→ **TEXT SECTION**:
┌──
Louis Bénigne François Bertier de Sauvigny (1737–1789) was a French public servant under the monarchy. He held the position of intendant of Paris from 13 September 1776 onwards. An energetic official he undertook extensive reforms of the city's taxation system, introducing calculations on the basis of arable land ownership.

By the time the French Revolution broke out in July 1789, Bertier de Sauvigny was already unpopular, as part of his duties involved the obtaining of provisions for the Royal army. During the period of widespread disturbances that preceded and followed the storming of the Bastille on 14 July, rumors were circulated accusing Bertier de Sauvigny of responsibility for food shortages in Paris at the time,

On 22 July 1789, Bertier de Sauvigny was in residence at his country house in Compiegne. An armed party brought him to Paris in a cabriolet (two wheeled carriage), to answer charges of actions aimed at starving the Third Estate. Outside the city a crowd of demonstrators intercepted the group and tore off the roof of the vehicle. The intendent was beaten and stoned before being taken to the Porte Saint-Martin. There he was confronted with the severed head of his father-in-law Joseph Foullon de Doué, a member of the Parlement of Paris. Bertier de Sauvigny was then hanged from a lamp post in front of the Hôtel de Ville.
└──
→ **EXERCISE SET**:
[1] Extract a portion of the text on Bertier de Sauvigny, beginning at the words "On 22 July 1789, Bertier" and stopping after the words "Hôtel de Ville.".
[2] Condense the paragraph of the Bertier de Sauvigny text that opens with "On 22 July 1789" into a numbered list of its main events.

→ **INPUT DATA**:
┌──
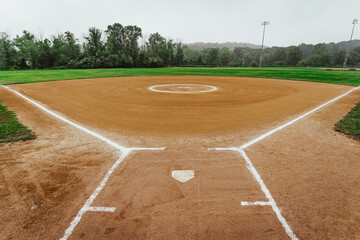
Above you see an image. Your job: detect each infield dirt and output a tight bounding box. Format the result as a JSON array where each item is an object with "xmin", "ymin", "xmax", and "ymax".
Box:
[{"xmin": 0, "ymin": 76, "xmax": 360, "ymax": 239}]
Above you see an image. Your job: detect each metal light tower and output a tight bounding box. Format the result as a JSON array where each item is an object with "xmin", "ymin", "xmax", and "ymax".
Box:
[
  {"xmin": 259, "ymin": 21, "xmax": 270, "ymax": 68},
  {"xmin": 343, "ymin": 19, "xmax": 358, "ymax": 71},
  {"xmin": 243, "ymin": 43, "xmax": 246, "ymax": 67}
]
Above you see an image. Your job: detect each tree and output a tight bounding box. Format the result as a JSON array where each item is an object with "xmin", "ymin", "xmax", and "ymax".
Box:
[
  {"xmin": 85, "ymin": 27, "xmax": 104, "ymax": 57},
  {"xmin": 146, "ymin": 33, "xmax": 165, "ymax": 58},
  {"xmin": 204, "ymin": 48, "xmax": 220, "ymax": 66},
  {"xmin": 219, "ymin": 48, "xmax": 232, "ymax": 67},
  {"xmin": 175, "ymin": 42, "xmax": 184, "ymax": 66},
  {"xmin": 14, "ymin": 31, "xmax": 39, "ymax": 69},
  {"xmin": 0, "ymin": 33, "xmax": 17, "ymax": 70},
  {"xmin": 232, "ymin": 47, "xmax": 244, "ymax": 62},
  {"xmin": 286, "ymin": 47, "xmax": 302, "ymax": 66},
  {"xmin": 105, "ymin": 23, "xmax": 142, "ymax": 65}
]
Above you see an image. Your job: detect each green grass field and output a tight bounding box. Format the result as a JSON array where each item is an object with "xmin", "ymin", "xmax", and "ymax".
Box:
[
  {"xmin": 0, "ymin": 68, "xmax": 360, "ymax": 86},
  {"xmin": 0, "ymin": 101, "xmax": 35, "ymax": 145},
  {"xmin": 335, "ymin": 102, "xmax": 360, "ymax": 140},
  {"xmin": 0, "ymin": 68, "xmax": 360, "ymax": 143}
]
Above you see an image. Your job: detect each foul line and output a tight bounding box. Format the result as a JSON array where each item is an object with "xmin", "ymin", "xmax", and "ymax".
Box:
[
  {"xmin": 0, "ymin": 85, "xmax": 165, "ymax": 240},
  {"xmin": 240, "ymin": 87, "xmax": 359, "ymax": 149},
  {"xmin": 209, "ymin": 87, "xmax": 359, "ymax": 240}
]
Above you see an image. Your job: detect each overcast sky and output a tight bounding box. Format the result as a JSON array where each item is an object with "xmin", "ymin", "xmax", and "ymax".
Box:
[{"xmin": 0, "ymin": 0, "xmax": 360, "ymax": 46}]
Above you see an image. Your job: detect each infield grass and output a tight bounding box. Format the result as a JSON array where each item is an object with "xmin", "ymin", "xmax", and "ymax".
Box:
[
  {"xmin": 0, "ymin": 102, "xmax": 35, "ymax": 145},
  {"xmin": 335, "ymin": 102, "xmax": 360, "ymax": 140},
  {"xmin": 0, "ymin": 68, "xmax": 360, "ymax": 86}
]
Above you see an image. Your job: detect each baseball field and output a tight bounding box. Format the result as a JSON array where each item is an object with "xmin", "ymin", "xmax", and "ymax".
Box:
[{"xmin": 0, "ymin": 68, "xmax": 360, "ymax": 239}]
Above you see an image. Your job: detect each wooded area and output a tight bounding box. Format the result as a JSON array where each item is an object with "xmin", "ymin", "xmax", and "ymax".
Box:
[{"xmin": 0, "ymin": 23, "xmax": 360, "ymax": 70}]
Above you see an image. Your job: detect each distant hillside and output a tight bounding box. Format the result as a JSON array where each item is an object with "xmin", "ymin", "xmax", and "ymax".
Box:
[
  {"xmin": 183, "ymin": 40, "xmax": 360, "ymax": 51},
  {"xmin": 183, "ymin": 42, "xmax": 261, "ymax": 51}
]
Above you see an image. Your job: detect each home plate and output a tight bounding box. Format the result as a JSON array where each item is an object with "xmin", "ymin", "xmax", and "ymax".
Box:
[{"xmin": 171, "ymin": 170, "xmax": 195, "ymax": 183}]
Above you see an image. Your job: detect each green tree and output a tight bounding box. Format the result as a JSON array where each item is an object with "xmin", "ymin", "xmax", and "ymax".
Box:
[
  {"xmin": 85, "ymin": 27, "xmax": 104, "ymax": 57},
  {"xmin": 175, "ymin": 42, "xmax": 184, "ymax": 66},
  {"xmin": 0, "ymin": 33, "xmax": 17, "ymax": 70},
  {"xmin": 219, "ymin": 48, "xmax": 232, "ymax": 67},
  {"xmin": 286, "ymin": 47, "xmax": 302, "ymax": 66}
]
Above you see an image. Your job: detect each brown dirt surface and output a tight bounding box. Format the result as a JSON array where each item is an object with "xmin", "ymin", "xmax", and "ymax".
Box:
[{"xmin": 0, "ymin": 76, "xmax": 360, "ymax": 239}]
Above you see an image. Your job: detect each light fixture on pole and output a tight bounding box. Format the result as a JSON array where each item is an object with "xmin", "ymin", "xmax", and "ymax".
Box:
[
  {"xmin": 343, "ymin": 19, "xmax": 358, "ymax": 71},
  {"xmin": 259, "ymin": 21, "xmax": 270, "ymax": 68},
  {"xmin": 243, "ymin": 43, "xmax": 246, "ymax": 67}
]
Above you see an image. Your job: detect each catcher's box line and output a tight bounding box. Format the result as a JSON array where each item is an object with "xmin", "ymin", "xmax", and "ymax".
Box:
[
  {"xmin": 0, "ymin": 85, "xmax": 165, "ymax": 240},
  {"xmin": 209, "ymin": 86, "xmax": 360, "ymax": 240}
]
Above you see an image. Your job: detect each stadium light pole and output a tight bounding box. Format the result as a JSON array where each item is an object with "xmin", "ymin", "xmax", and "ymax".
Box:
[
  {"xmin": 243, "ymin": 43, "xmax": 246, "ymax": 67},
  {"xmin": 259, "ymin": 21, "xmax": 270, "ymax": 68},
  {"xmin": 343, "ymin": 19, "xmax": 358, "ymax": 71}
]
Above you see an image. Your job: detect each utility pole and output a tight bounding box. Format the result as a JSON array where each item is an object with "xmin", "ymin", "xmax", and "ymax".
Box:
[
  {"xmin": 343, "ymin": 19, "xmax": 358, "ymax": 71},
  {"xmin": 243, "ymin": 43, "xmax": 246, "ymax": 67},
  {"xmin": 259, "ymin": 21, "xmax": 270, "ymax": 68}
]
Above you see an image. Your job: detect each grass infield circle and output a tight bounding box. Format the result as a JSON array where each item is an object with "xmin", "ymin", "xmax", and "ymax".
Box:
[{"xmin": 149, "ymin": 84, "xmax": 218, "ymax": 93}]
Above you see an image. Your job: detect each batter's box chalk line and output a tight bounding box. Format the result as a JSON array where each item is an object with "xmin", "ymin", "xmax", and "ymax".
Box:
[
  {"xmin": 208, "ymin": 86, "xmax": 360, "ymax": 240},
  {"xmin": 1, "ymin": 85, "xmax": 359, "ymax": 240},
  {"xmin": 2, "ymin": 86, "xmax": 165, "ymax": 240}
]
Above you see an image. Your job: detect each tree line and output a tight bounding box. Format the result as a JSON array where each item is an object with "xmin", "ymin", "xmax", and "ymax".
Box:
[
  {"xmin": 0, "ymin": 23, "xmax": 360, "ymax": 70},
  {"xmin": 183, "ymin": 41, "xmax": 360, "ymax": 67}
]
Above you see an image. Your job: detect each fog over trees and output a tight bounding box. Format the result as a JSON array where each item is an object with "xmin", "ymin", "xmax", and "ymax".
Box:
[{"xmin": 0, "ymin": 23, "xmax": 360, "ymax": 70}]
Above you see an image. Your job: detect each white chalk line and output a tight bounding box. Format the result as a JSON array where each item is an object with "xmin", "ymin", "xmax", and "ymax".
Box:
[
  {"xmin": 241, "ymin": 202, "xmax": 271, "ymax": 206},
  {"xmin": 240, "ymin": 87, "xmax": 359, "ymax": 149},
  {"xmin": 209, "ymin": 87, "xmax": 359, "ymax": 240},
  {"xmin": 148, "ymin": 84, "xmax": 218, "ymax": 94},
  {"xmin": 88, "ymin": 207, "xmax": 116, "ymax": 212},
  {"xmin": 239, "ymin": 150, "xmax": 297, "ymax": 240},
  {"xmin": 1, "ymin": 85, "xmax": 165, "ymax": 240}
]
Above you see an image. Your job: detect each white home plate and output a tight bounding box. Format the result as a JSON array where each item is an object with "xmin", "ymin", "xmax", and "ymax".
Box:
[{"xmin": 171, "ymin": 170, "xmax": 195, "ymax": 183}]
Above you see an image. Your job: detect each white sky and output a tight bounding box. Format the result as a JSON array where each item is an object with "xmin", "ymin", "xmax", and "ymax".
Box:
[{"xmin": 0, "ymin": 0, "xmax": 360, "ymax": 46}]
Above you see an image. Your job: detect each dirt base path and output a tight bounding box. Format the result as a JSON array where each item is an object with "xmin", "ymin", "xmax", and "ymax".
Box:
[{"xmin": 0, "ymin": 77, "xmax": 360, "ymax": 239}]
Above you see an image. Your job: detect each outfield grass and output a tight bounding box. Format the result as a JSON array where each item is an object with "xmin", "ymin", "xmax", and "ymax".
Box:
[
  {"xmin": 0, "ymin": 102, "xmax": 35, "ymax": 145},
  {"xmin": 0, "ymin": 68, "xmax": 360, "ymax": 86},
  {"xmin": 335, "ymin": 102, "xmax": 360, "ymax": 140}
]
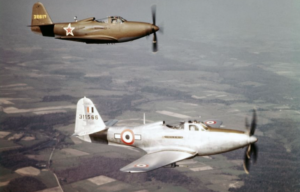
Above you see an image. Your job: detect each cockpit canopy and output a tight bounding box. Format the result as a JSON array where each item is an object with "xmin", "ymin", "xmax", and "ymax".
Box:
[{"xmin": 96, "ymin": 16, "xmax": 127, "ymax": 23}]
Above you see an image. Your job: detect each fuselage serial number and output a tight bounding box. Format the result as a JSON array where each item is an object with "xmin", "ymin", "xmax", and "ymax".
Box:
[
  {"xmin": 79, "ymin": 114, "xmax": 98, "ymax": 120},
  {"xmin": 33, "ymin": 15, "xmax": 47, "ymax": 19}
]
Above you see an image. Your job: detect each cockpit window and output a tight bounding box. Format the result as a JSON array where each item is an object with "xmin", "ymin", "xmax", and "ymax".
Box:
[
  {"xmin": 110, "ymin": 16, "xmax": 126, "ymax": 23},
  {"xmin": 189, "ymin": 125, "xmax": 199, "ymax": 131},
  {"xmin": 96, "ymin": 18, "xmax": 108, "ymax": 23}
]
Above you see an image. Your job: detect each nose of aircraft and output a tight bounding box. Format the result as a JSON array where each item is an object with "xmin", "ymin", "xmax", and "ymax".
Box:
[
  {"xmin": 248, "ymin": 136, "xmax": 257, "ymax": 143},
  {"xmin": 152, "ymin": 25, "xmax": 159, "ymax": 31}
]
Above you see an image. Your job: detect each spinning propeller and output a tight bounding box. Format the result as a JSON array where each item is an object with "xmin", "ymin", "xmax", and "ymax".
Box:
[
  {"xmin": 151, "ymin": 5, "xmax": 162, "ymax": 52},
  {"xmin": 244, "ymin": 109, "xmax": 258, "ymax": 174}
]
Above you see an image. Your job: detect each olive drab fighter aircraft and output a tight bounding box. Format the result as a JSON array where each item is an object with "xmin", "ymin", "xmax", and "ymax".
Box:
[
  {"xmin": 73, "ymin": 97, "xmax": 258, "ymax": 173},
  {"xmin": 29, "ymin": 2, "xmax": 159, "ymax": 52}
]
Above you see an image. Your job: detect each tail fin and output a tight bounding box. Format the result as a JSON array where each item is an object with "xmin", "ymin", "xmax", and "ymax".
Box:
[
  {"xmin": 31, "ymin": 2, "xmax": 53, "ymax": 25},
  {"xmin": 74, "ymin": 97, "xmax": 106, "ymax": 137},
  {"xmin": 29, "ymin": 2, "xmax": 54, "ymax": 37}
]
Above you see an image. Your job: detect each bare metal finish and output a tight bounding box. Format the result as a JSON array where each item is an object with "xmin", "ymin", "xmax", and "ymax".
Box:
[{"xmin": 74, "ymin": 97, "xmax": 257, "ymax": 173}]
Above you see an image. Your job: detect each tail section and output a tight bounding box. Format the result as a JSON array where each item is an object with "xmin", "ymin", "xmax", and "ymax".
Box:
[
  {"xmin": 31, "ymin": 2, "xmax": 53, "ymax": 25},
  {"xmin": 30, "ymin": 2, "xmax": 54, "ymax": 37},
  {"xmin": 74, "ymin": 97, "xmax": 106, "ymax": 140}
]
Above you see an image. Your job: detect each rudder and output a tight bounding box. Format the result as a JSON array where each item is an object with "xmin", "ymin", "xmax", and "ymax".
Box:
[
  {"xmin": 74, "ymin": 97, "xmax": 106, "ymax": 136},
  {"xmin": 31, "ymin": 2, "xmax": 53, "ymax": 25}
]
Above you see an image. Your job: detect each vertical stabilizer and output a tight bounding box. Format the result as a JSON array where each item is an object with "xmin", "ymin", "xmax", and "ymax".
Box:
[
  {"xmin": 74, "ymin": 97, "xmax": 106, "ymax": 136},
  {"xmin": 31, "ymin": 2, "xmax": 53, "ymax": 25}
]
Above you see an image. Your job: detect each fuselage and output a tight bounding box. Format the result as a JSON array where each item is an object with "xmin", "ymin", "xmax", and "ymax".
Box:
[
  {"xmin": 91, "ymin": 122, "xmax": 257, "ymax": 156},
  {"xmin": 31, "ymin": 17, "xmax": 159, "ymax": 44}
]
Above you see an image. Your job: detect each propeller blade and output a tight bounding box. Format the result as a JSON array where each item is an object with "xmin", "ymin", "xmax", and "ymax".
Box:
[
  {"xmin": 245, "ymin": 117, "xmax": 250, "ymax": 130},
  {"xmin": 158, "ymin": 23, "xmax": 164, "ymax": 34},
  {"xmin": 152, "ymin": 32, "xmax": 157, "ymax": 52},
  {"xmin": 151, "ymin": 5, "xmax": 156, "ymax": 25},
  {"xmin": 243, "ymin": 150, "xmax": 250, "ymax": 174},
  {"xmin": 250, "ymin": 109, "xmax": 256, "ymax": 136}
]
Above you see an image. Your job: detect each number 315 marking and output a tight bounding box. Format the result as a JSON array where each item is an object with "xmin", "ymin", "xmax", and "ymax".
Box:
[{"xmin": 79, "ymin": 114, "xmax": 98, "ymax": 120}]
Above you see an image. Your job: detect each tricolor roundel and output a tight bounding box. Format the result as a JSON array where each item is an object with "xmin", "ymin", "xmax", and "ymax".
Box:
[{"xmin": 121, "ymin": 129, "xmax": 134, "ymax": 145}]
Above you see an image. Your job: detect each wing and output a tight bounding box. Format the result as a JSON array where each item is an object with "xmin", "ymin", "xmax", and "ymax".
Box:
[
  {"xmin": 55, "ymin": 35, "xmax": 118, "ymax": 43},
  {"xmin": 203, "ymin": 119, "xmax": 223, "ymax": 128},
  {"xmin": 120, "ymin": 151, "xmax": 196, "ymax": 173}
]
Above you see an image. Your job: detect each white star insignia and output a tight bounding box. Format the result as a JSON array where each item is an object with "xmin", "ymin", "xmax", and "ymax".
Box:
[{"xmin": 64, "ymin": 23, "xmax": 75, "ymax": 36}]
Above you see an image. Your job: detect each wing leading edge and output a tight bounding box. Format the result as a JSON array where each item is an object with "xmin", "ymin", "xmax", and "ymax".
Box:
[
  {"xmin": 55, "ymin": 35, "xmax": 118, "ymax": 43},
  {"xmin": 120, "ymin": 151, "xmax": 196, "ymax": 173}
]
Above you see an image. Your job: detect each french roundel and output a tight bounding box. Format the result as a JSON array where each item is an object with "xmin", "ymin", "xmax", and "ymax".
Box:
[
  {"xmin": 134, "ymin": 164, "xmax": 149, "ymax": 168},
  {"xmin": 121, "ymin": 129, "xmax": 134, "ymax": 145},
  {"xmin": 205, "ymin": 121, "xmax": 217, "ymax": 125}
]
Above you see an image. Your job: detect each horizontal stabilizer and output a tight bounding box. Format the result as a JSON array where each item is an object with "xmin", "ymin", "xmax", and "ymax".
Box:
[{"xmin": 203, "ymin": 119, "xmax": 223, "ymax": 128}]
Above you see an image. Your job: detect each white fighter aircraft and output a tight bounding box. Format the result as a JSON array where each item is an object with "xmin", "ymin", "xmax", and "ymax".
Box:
[{"xmin": 73, "ymin": 97, "xmax": 257, "ymax": 173}]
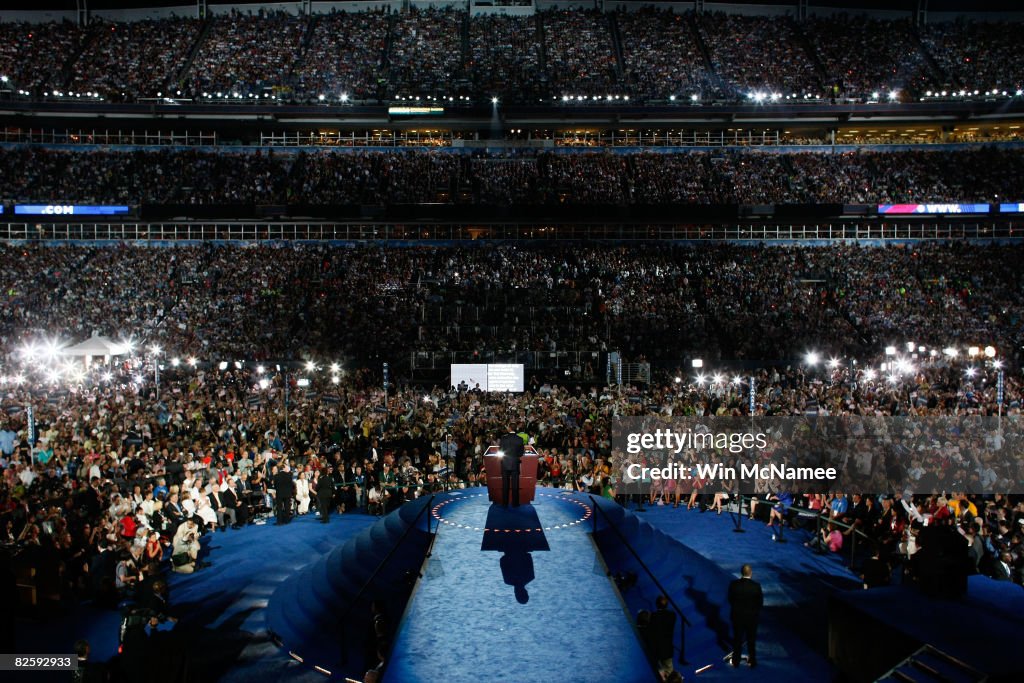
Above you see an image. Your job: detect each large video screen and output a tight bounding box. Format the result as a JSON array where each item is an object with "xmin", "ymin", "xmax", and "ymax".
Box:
[{"xmin": 452, "ymin": 362, "xmax": 524, "ymax": 392}]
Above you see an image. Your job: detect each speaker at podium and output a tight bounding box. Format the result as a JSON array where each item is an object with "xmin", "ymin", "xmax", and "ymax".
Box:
[{"xmin": 483, "ymin": 445, "xmax": 539, "ymax": 505}]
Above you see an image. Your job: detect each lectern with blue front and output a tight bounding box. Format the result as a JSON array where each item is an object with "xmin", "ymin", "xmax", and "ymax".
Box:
[{"xmin": 483, "ymin": 445, "xmax": 538, "ymax": 505}]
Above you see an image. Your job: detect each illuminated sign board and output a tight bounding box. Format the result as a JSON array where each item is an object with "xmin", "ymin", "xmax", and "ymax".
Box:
[
  {"xmin": 14, "ymin": 204, "xmax": 131, "ymax": 216},
  {"xmin": 452, "ymin": 362, "xmax": 524, "ymax": 392},
  {"xmin": 879, "ymin": 204, "xmax": 989, "ymax": 214},
  {"xmin": 387, "ymin": 106, "xmax": 444, "ymax": 116}
]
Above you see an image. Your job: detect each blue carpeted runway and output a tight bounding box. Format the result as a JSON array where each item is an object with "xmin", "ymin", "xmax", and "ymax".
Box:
[
  {"xmin": 385, "ymin": 488, "xmax": 654, "ymax": 683},
  {"xmin": 17, "ymin": 488, "xmax": 1024, "ymax": 683}
]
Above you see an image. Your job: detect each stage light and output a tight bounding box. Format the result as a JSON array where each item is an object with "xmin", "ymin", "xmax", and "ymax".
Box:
[{"xmin": 43, "ymin": 340, "xmax": 60, "ymax": 362}]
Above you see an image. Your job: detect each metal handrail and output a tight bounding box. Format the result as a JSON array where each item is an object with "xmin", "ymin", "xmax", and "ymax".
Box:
[{"xmin": 589, "ymin": 496, "xmax": 690, "ymax": 661}]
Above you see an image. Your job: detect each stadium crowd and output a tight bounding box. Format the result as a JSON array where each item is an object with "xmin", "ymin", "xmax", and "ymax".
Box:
[
  {"xmin": 0, "ymin": 8, "xmax": 1024, "ymax": 103},
  {"xmin": 6, "ymin": 145, "xmax": 1024, "ymax": 205},
  {"xmin": 0, "ymin": 245, "xmax": 1024, "ymax": 364},
  {"xmin": 615, "ymin": 7, "xmax": 725, "ymax": 99},
  {"xmin": 0, "ymin": 344, "xmax": 1024, "ymax": 605},
  {"xmin": 183, "ymin": 9, "xmax": 309, "ymax": 97},
  {"xmin": 294, "ymin": 12, "xmax": 388, "ymax": 99},
  {"xmin": 0, "ymin": 244, "xmax": 1024, "ymax": 679}
]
└──
→ **ANSWERS TO EACH TASK**:
[1]
On 22 July 1789, Bertier de Sauvigny was in residence at his country house in Compiegne. An armed party brought him to Paris in a cabriolet (two wheeled carriage), to answer charges of actions aimed at starving the Third Estate. Outside the city a crowd of demonstrators intercepted the group and tore off the roof of the vehicle. The intendent was beaten and stoned before being taken to the Porte Saint-Martin. There he was confronted with the severed head of his father-in-law Joseph Foullon de Doué, a member of the Parlement of Paris. Bertier de Sauvigny was then hanged from a lamp post in front of the Hôtel de Ville.

[2]
1. On 22 July 1789, Bertier de Sauvigny was staying at his country house in Compiegne.
2. An armed party took him to Paris in a cabriolet to answer charges of trying to starve the Third Estate.
3. Outside the city, demonstrators stopped the group and tore the roof off the vehicle.
4. He was beaten and stoned, then taken to the Porte Saint-Martin.
5. There he was confronted with the severed head of his father-in-law, Joseph Foullon de Doué, a member of the Parlement of Paris.
6. He was then hanged from a lamp post in front of the Hôtel de Ville.